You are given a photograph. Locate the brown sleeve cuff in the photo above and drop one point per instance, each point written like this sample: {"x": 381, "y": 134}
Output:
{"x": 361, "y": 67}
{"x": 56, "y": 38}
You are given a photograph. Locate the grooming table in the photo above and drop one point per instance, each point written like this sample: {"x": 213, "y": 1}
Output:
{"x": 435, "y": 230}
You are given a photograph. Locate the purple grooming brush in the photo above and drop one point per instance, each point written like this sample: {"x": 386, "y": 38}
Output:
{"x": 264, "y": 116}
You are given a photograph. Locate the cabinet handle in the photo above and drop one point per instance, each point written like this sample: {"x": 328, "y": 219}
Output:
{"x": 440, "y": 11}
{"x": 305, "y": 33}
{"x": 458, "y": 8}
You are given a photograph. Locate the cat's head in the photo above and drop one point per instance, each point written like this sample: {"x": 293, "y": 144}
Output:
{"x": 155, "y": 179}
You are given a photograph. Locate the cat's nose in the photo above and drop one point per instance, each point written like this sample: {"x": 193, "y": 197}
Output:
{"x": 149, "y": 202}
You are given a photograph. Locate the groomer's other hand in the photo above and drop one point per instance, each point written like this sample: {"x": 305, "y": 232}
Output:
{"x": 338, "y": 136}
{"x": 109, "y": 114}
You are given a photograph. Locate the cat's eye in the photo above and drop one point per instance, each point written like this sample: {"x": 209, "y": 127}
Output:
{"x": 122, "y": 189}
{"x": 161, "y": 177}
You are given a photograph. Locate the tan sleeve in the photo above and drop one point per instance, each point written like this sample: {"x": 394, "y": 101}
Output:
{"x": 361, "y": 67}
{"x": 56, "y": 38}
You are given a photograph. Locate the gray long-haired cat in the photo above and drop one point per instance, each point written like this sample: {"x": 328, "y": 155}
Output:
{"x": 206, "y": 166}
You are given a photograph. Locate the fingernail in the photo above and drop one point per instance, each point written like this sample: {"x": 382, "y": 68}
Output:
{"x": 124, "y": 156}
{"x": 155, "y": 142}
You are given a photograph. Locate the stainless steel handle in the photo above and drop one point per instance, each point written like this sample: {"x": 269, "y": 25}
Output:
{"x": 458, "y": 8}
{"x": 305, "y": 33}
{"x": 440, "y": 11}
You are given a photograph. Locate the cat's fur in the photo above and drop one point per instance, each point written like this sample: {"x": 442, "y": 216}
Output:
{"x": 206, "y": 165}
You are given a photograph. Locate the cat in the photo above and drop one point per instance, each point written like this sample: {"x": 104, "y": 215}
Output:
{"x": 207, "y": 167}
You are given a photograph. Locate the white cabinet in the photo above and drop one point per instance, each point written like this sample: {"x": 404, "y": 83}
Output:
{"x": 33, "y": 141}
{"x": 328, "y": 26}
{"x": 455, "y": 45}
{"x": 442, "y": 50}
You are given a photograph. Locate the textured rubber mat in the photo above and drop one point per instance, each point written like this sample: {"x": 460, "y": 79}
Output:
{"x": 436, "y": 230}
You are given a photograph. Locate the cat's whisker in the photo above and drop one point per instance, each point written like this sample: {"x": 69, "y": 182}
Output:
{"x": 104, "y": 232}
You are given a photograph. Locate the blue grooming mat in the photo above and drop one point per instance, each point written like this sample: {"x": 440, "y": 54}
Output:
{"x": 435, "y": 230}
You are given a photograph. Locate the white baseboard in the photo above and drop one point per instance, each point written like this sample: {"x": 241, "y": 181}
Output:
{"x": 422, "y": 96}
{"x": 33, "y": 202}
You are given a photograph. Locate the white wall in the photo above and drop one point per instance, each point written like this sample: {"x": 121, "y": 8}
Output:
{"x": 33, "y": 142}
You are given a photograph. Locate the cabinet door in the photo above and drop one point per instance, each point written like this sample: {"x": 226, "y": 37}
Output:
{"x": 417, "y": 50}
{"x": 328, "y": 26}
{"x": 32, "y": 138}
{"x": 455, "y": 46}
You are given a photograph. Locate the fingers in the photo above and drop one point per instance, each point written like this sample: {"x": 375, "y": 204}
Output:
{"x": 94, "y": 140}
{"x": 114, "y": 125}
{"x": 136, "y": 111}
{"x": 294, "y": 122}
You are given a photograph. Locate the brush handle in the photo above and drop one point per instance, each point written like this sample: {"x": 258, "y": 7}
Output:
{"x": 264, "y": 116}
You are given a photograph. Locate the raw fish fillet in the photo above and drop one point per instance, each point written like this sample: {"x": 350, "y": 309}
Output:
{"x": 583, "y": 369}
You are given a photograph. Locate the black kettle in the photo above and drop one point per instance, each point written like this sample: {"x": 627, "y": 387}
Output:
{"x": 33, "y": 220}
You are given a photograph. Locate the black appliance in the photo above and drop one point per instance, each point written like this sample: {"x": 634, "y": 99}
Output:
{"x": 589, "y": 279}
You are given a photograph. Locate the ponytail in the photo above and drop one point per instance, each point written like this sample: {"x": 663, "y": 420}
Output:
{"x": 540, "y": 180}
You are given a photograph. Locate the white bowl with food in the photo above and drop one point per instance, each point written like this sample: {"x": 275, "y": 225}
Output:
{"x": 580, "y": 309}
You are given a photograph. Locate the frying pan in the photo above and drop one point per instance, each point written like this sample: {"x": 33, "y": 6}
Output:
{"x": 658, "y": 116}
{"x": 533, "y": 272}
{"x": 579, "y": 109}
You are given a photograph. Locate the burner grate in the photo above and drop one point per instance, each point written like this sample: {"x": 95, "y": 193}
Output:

**BRIEF:** Copy out every line from the material above where the string "white" turns up.

**THE ANSWER:**
You are given a photograph. Locate the white cabinet in the photo above and drop one point per instance, each point written like this sample: {"x": 404, "y": 83}
You are given a photograph. Locate the white baseboard in the photo above and drop one point per instance, each point written like this sample: {"x": 241, "y": 181}
You are given a photograph. Locate the white wall in the photo above and drop one point per instance, each point written like this sample: {"x": 121, "y": 8}
You are given a photograph. Locate the white bowl with food in the photo above and drop one point per instance, each point written like this sample: {"x": 275, "y": 225}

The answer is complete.